--- Dataset entries ---
—————

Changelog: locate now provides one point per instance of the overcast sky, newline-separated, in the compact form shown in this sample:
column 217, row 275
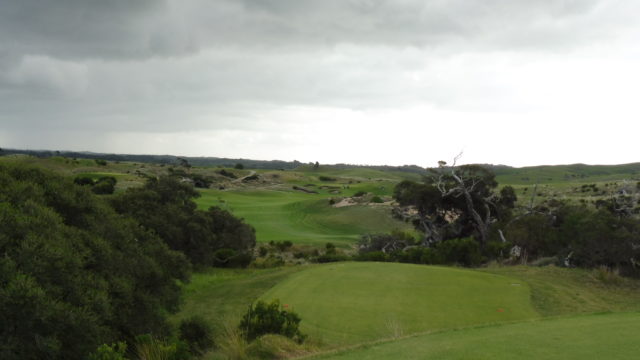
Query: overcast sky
column 516, row 82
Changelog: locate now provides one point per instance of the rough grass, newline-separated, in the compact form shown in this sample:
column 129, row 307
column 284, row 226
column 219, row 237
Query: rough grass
column 223, row 295
column 600, row 336
column 560, row 291
column 301, row 218
column 348, row 303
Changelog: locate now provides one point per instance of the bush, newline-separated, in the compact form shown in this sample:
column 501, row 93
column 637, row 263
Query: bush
column 274, row 347
column 460, row 251
column 110, row 352
column 197, row 333
column 331, row 249
column 104, row 186
column 263, row 251
column 377, row 199
column 270, row 318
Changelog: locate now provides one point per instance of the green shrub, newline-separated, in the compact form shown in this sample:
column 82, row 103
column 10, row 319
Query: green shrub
column 263, row 251
column 465, row 251
column 83, row 180
column 607, row 275
column 270, row 318
column 331, row 249
column 104, row 186
column 373, row 256
column 231, row 258
column 197, row 333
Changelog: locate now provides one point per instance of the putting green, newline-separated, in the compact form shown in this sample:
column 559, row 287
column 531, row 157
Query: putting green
column 301, row 218
column 348, row 303
column 600, row 336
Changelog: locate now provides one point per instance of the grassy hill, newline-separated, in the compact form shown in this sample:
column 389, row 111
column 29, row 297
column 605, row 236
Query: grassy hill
column 348, row 303
column 600, row 336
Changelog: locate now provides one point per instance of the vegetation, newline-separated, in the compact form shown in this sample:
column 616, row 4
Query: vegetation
column 270, row 318
column 74, row 274
column 583, row 337
column 165, row 205
column 96, row 256
column 347, row 303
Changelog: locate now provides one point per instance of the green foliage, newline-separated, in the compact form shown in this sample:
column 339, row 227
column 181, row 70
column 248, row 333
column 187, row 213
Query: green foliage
column 465, row 251
column 104, row 185
column 165, row 205
column 228, row 174
column 330, row 248
column 74, row 274
column 115, row 351
column 270, row 318
column 377, row 199
column 197, row 333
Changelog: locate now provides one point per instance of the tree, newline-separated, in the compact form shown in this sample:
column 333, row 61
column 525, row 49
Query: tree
column 455, row 202
column 165, row 206
column 73, row 273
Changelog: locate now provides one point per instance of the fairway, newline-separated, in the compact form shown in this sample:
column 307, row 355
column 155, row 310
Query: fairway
column 301, row 218
column 348, row 303
column 600, row 336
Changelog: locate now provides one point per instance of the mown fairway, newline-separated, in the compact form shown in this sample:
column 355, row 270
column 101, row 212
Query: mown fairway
column 348, row 303
column 301, row 218
column 600, row 336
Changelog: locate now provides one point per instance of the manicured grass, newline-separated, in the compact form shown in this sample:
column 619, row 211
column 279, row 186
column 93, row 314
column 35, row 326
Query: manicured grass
column 601, row 336
column 347, row 303
column 301, row 218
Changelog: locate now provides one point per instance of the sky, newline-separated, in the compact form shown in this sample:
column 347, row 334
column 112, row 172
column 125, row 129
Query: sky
column 515, row 82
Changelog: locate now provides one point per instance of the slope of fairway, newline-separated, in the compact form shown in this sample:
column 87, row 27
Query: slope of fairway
column 301, row 218
column 600, row 336
column 348, row 303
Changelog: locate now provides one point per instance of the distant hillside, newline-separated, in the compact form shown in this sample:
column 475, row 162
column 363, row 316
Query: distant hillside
column 563, row 173
column 200, row 161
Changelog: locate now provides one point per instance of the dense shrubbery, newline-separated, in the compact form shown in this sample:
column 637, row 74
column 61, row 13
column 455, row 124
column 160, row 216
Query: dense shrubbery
column 102, row 186
column 74, row 274
column 165, row 206
column 583, row 236
column 270, row 318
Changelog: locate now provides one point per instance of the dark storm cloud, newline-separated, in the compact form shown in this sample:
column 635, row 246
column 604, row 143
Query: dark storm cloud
column 115, row 29
column 162, row 66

—————

Write out only those lines that fall between the one containing "column 475, row 162" and the end of the entries, the first and last included, exactly as they read.

column 475, row 162
column 363, row 316
Query: distant hillside
column 563, row 173
column 200, row 161
Changelog: locate now provides one point per instance of the dense shrubbery, newline-separated, in the compact form shown in this sample:
column 637, row 74
column 61, row 13
column 455, row 124
column 160, row 216
Query: dense shrubbery
column 102, row 186
column 74, row 274
column 165, row 206
column 583, row 236
column 270, row 318
Changelog: locate now provides one point per instance of the dark storm cloud, newline-separated, in the compact form shown in this sample:
column 635, row 246
column 604, row 143
Query: dark storm cloud
column 115, row 29
column 162, row 66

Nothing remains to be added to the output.